Work request:
Transcribe the listing below only from the line with "If you could identify the white wall" up to and including the line with "If you could identify the ceiling fan light".

Supplied information:

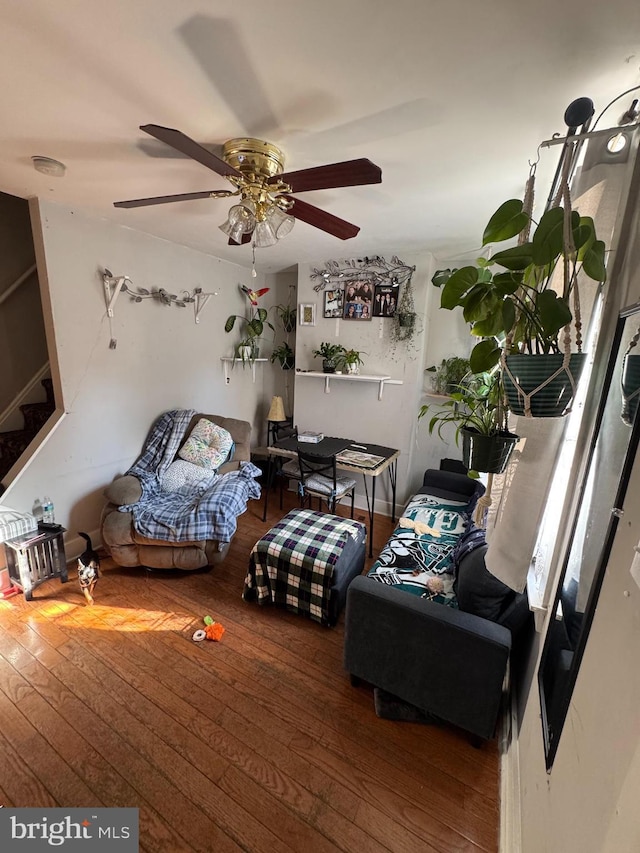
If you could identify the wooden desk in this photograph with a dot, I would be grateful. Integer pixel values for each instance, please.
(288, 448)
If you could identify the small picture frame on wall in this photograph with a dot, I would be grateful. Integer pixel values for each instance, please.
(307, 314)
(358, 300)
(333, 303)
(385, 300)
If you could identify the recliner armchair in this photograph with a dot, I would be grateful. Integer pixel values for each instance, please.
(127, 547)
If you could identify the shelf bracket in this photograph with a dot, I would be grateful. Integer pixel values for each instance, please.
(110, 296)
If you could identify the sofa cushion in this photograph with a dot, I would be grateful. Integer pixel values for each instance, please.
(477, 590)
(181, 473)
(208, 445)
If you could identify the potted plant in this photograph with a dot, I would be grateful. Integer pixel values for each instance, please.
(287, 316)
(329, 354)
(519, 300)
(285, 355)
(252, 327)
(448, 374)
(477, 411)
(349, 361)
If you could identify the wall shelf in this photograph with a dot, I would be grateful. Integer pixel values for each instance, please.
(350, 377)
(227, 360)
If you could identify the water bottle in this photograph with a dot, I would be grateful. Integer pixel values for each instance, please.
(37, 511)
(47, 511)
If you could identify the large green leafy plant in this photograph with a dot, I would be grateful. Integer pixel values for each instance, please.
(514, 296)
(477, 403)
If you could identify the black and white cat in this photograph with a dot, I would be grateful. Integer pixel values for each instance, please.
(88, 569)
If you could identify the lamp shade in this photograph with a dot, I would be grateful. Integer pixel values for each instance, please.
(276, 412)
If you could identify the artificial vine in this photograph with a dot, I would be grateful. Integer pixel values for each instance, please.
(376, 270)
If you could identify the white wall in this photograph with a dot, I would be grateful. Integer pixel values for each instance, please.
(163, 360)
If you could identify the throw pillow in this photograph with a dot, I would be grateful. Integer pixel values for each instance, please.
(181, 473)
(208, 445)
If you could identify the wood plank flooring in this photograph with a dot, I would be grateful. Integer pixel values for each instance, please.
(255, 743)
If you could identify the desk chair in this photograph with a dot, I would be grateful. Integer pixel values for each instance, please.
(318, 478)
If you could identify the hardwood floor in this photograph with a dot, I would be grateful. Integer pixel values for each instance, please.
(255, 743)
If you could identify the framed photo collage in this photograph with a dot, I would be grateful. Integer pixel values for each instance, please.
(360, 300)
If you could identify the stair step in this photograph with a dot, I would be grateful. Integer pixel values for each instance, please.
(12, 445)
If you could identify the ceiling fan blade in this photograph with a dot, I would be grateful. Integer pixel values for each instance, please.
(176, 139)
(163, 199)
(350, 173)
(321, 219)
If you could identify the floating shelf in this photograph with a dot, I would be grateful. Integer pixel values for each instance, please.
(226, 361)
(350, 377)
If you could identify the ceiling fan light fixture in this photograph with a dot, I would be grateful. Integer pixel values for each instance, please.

==

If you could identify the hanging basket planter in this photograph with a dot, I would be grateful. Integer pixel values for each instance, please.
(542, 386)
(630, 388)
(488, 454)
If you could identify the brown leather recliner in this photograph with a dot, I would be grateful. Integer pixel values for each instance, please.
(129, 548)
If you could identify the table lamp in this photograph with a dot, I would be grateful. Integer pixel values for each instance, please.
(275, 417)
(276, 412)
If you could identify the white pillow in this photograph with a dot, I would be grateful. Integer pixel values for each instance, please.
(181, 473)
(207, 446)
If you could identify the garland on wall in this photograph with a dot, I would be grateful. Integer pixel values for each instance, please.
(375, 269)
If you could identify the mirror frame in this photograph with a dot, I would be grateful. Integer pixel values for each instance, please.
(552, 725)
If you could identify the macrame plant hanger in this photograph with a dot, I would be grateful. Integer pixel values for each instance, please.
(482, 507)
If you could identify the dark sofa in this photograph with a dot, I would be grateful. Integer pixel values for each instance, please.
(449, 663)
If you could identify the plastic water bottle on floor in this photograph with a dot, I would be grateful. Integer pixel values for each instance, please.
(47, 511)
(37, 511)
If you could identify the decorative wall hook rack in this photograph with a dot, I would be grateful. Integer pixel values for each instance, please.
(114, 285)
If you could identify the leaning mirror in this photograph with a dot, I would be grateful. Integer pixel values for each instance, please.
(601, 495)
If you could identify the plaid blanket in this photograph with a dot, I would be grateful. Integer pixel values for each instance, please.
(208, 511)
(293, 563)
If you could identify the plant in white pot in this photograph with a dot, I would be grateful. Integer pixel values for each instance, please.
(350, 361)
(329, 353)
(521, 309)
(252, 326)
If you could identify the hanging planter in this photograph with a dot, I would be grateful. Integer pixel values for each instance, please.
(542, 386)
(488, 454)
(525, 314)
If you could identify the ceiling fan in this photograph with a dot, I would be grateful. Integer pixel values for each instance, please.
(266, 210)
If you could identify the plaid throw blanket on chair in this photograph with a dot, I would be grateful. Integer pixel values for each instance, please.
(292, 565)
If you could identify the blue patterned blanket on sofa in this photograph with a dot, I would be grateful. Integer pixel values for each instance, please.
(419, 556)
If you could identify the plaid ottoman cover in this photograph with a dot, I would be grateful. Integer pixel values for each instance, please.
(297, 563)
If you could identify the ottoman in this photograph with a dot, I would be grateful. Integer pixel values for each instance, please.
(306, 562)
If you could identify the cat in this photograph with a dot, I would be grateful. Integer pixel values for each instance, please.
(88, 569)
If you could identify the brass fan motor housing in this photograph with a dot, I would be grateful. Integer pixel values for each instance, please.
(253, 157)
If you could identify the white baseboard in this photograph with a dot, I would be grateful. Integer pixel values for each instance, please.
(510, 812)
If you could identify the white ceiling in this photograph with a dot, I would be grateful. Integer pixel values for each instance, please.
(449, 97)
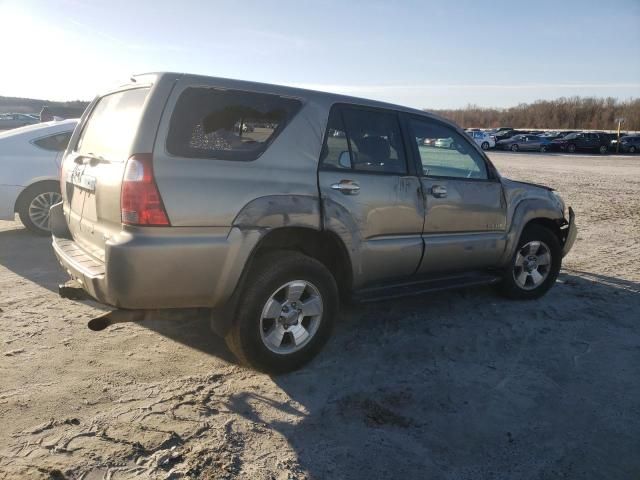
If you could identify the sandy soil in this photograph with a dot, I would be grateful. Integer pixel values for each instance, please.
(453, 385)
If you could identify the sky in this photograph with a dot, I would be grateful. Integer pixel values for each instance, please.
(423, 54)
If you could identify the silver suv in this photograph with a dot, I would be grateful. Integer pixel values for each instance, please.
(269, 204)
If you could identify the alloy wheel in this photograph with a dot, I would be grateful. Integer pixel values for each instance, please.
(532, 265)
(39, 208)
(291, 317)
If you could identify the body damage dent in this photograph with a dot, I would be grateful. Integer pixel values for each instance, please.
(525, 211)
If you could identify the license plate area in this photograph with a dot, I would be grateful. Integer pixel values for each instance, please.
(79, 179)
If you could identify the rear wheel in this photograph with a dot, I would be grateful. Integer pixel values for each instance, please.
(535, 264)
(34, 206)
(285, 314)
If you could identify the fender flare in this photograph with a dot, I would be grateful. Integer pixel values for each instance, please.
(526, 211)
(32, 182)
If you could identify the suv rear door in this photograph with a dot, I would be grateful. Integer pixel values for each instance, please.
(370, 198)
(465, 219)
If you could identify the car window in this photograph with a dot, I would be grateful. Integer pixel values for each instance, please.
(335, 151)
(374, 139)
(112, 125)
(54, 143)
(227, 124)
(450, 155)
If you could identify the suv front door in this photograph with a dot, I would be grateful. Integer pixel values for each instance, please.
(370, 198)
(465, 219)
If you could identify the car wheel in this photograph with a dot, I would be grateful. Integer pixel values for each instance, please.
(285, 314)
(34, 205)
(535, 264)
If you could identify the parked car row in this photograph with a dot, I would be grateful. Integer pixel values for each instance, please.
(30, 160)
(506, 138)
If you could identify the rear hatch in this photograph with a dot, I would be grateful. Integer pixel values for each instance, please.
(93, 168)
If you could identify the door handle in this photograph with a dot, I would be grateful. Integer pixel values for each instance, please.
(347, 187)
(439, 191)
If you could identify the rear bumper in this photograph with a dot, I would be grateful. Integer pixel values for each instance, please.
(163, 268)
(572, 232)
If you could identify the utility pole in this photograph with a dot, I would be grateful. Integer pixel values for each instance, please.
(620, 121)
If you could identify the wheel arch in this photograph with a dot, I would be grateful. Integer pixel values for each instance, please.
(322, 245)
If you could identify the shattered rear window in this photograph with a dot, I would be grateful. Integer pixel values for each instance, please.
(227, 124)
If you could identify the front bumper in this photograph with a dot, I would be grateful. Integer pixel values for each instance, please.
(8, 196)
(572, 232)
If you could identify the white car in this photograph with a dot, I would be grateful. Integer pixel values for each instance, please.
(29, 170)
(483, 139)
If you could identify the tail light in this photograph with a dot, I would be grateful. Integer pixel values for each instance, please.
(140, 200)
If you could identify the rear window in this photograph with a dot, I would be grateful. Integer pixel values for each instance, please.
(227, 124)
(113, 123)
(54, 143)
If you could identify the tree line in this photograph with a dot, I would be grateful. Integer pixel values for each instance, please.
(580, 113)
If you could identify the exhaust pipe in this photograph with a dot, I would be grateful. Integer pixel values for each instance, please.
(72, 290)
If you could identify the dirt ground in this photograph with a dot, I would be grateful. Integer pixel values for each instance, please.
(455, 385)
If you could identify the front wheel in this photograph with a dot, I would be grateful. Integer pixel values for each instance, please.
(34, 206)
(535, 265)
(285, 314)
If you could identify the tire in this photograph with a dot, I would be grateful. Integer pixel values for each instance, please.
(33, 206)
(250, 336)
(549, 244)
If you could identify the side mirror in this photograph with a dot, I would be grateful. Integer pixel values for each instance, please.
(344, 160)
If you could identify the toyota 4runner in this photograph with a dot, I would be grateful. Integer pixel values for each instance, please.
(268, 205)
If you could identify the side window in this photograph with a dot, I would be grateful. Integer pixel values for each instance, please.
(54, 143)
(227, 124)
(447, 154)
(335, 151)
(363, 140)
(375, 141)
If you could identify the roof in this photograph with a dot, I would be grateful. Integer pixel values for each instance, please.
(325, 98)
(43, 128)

==

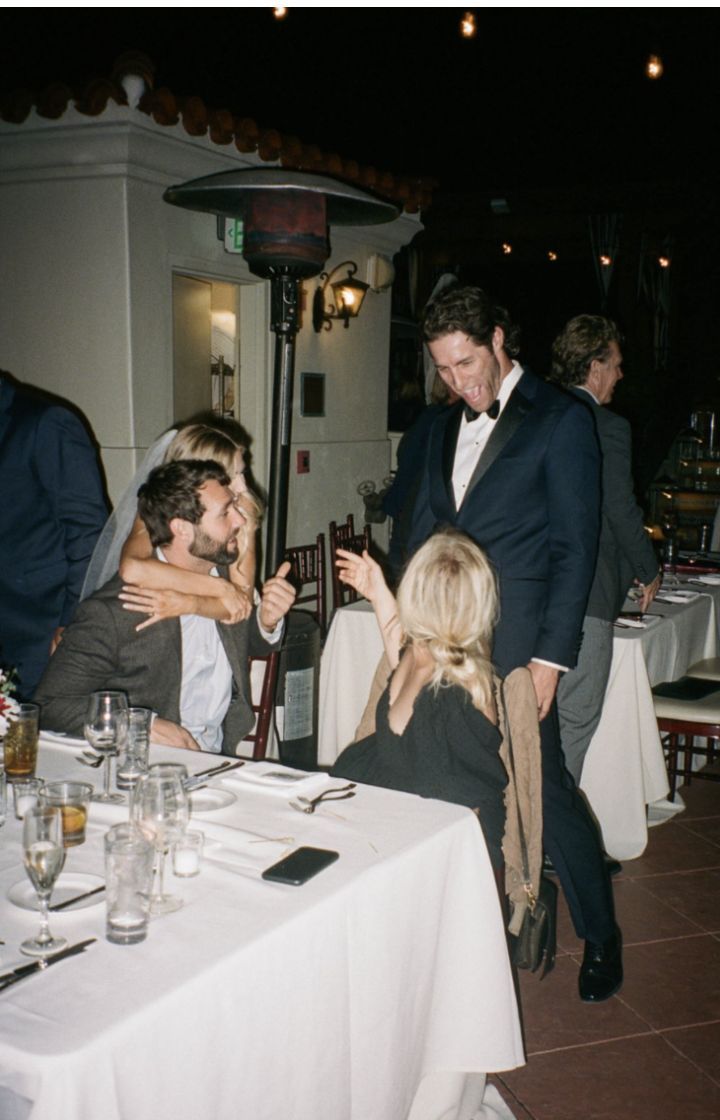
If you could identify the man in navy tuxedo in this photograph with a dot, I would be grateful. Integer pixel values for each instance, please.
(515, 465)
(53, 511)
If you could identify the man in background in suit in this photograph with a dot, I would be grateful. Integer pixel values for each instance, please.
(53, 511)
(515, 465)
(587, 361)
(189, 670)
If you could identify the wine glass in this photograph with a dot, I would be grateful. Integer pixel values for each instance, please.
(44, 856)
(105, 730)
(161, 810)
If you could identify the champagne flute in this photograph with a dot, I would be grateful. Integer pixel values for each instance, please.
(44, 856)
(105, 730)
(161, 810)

Exercise answer:
If you could identify the white wall in this photograph with a dot, I would be grateful. Integer pixel values for each instance, please.
(163, 360)
If you could identify the throw pillow in this photograph with a dot, I would be grateful. Integer pixel values for each instance, please.
(181, 473)
(208, 445)
If you could identify the wood plank flooring in this photograph with a dot, I would be grateful. Integer pixel values for each instance, please.
(255, 743)
If you could identify the desk chair in this photograph with a dot, I would be grateful. Integer pixel values for each instance, please.
(318, 478)
If you could identify the hardwood floor in this photograph with a dot, I would be grateful. Integer pixel values for each instance, please.
(255, 743)
If you could identify the framed photo collage in this photograph with a dot, I would be grateful. Integer pixel values for each instance, please.
(360, 300)
If you could identify the stair step in this photograph with a dot, I would be grateful. Integer pixel values for each instance, please.
(12, 445)
If you could identify the ceiling fan blade in this photograph with a dot, I would be grateful. Integer pixel values for each instance, please.
(176, 139)
(163, 199)
(350, 173)
(321, 219)
If you could identify the floating shelf in this photograph with a dot, I would be grateful. Integer pixel values for each instance, please.
(226, 361)
(350, 377)
If you could identify the ceiling fan light fixture in this photograph with a dot, I would be grateful. Integer pixel values for each instance, please.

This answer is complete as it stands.